> **REQUIRED ACTION**
Your task is to repeat all of the data exactly while excluding the pictures.

Items from a data source
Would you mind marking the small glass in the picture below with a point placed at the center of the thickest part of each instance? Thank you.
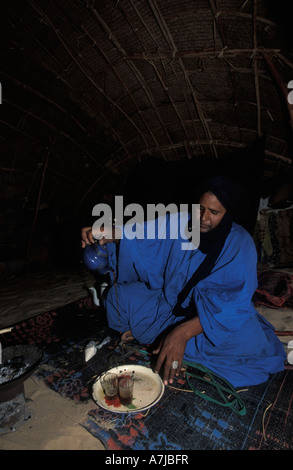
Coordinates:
(125, 390)
(110, 385)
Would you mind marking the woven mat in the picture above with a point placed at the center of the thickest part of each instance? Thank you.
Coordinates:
(181, 420)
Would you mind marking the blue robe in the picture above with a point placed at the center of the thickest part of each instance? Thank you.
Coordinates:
(237, 343)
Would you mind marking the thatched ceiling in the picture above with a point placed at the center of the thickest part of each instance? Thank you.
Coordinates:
(90, 87)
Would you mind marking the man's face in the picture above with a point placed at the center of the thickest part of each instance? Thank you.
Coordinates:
(211, 212)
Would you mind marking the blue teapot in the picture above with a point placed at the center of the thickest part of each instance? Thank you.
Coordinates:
(95, 258)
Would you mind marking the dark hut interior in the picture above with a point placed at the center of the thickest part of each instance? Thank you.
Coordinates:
(145, 99)
(139, 98)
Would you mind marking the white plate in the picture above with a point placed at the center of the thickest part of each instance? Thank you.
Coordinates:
(147, 390)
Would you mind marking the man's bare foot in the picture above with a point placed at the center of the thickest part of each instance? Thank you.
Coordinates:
(127, 336)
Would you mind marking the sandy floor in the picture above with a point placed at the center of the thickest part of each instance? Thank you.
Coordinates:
(54, 422)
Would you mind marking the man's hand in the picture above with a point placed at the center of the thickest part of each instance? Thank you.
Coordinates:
(173, 347)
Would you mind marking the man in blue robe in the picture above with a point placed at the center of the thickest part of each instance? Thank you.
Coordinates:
(199, 302)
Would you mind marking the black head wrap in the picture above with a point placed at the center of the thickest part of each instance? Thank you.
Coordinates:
(232, 197)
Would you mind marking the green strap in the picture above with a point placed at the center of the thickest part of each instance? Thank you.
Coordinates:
(225, 389)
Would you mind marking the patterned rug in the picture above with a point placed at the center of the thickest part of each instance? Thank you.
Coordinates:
(181, 420)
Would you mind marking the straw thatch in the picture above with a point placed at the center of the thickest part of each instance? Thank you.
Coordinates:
(92, 87)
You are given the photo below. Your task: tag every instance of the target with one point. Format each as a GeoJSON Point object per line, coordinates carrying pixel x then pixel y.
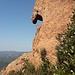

> **RESPONSE TO THIS EXERCISE**
Would you mind marking the small glass in the picture below with a point placed at the center of the thickest part of each instance? Thank you.
Coordinates:
(125, 390)
(110, 385)
Would you mind marking the woven mat in the picture above with a point placed at the center of the thickest part of each instance? Thank you.
Coordinates:
(181, 420)
Would you mind marking the blue robe in the picture above with a point placed at the center of the thickest part of each instance? Thank you.
Coordinates:
(237, 343)
Would you mind marking the thatched ceiling in the picture above with a point placed at the center of the thickest part of each instance? Thank you.
Coordinates:
(90, 87)
Would you mind marking the man's face in the picture above with a point placed at the center of the thickest part of each instance? Thank you.
Coordinates:
(211, 212)
Would you mind marking the blue teapot in the picture above with a point placed at the center of the thickest part of each instance? Thank you.
Coordinates:
(95, 258)
Would you mind marking the dark hut interior in the picture above with a point placed at the center of the thickest part of each instance? Thank you.
Coordinates:
(145, 99)
(139, 98)
Would you mind marking the white plate in the picture above with a point placed at the center of the thickest part of each instance? Thank you.
Coordinates:
(147, 390)
Would you mind marking the man's bare foot in the picture above with a point placed at the center of the thickest part of each instance? Thank you.
Coordinates:
(127, 336)
Would you mind marking the sandy floor in the picture above with a point placed at the center of the thickest part of each instance? Thank you.
Coordinates:
(54, 422)
Would you mind marking the man's hand in the picture above with a point placed at the center of the thickest part of each instance? Thank you.
Coordinates:
(173, 347)
Would you mind marking the man in blue robe in the picture above with a point placed at the center of the thickest part of each instance? Thank you.
Coordinates:
(199, 302)
Would you mind marking the black head wrap in the picture above with a point placed at the center of the thickest part of each instance? Thank you.
Coordinates:
(232, 197)
Would you mind marking the green strap in the picture above with a point placed at the center of the thickest part of each instance? Thank you.
Coordinates:
(225, 389)
Would you mind marking the patterned rug in the picture above with a point placed at the center of the thickest part of each instance? Thank you.
Coordinates:
(181, 420)
Would you mind marking the straw thatch in the picture above with a point placed at the center of the thickest part of each instance? Thank you.
Coordinates:
(92, 87)
You are given the photo below. Your task: tag every instance of the target with one point. Format each as a GeoJSON Point object per line, coordinates carrying pixel x then pixel y.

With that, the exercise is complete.